:: PROBLEM TO SOLVE ::
Reproduce the records below, replacing "waistcoat" with "vest" and leaving everything else unchanged.

※

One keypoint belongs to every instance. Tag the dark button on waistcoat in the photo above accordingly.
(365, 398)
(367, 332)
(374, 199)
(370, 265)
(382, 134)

※

:: FINAL RESULT ::
One keypoint belongs to every instance. Tag the dark button on vest in the photo above accordingly.
(365, 398)
(367, 332)
(374, 199)
(370, 265)
(382, 134)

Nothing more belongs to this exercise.